Your task: Show each line of the records in which the word "marks" occurs.

Referring expression pointing data
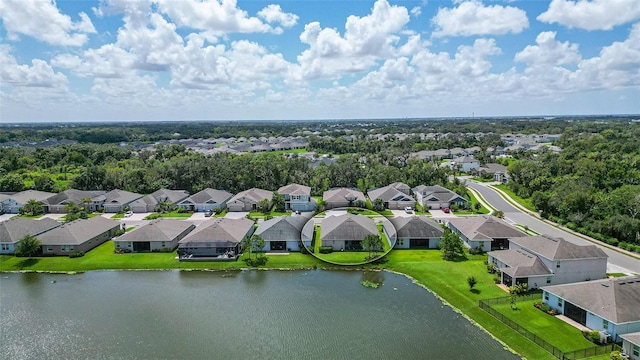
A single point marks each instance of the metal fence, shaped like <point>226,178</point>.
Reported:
<point>570,355</point>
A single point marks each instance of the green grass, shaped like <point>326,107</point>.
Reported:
<point>555,331</point>
<point>526,203</point>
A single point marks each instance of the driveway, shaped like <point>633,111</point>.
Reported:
<point>617,261</point>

Exercise output:
A single point marks each instance of the metal fence, shaped like <point>226,178</point>.
A single point marks each instance of the green grass, shaped like <point>326,107</point>.
A single point marks each instance of the driveway, shaped like <point>633,111</point>.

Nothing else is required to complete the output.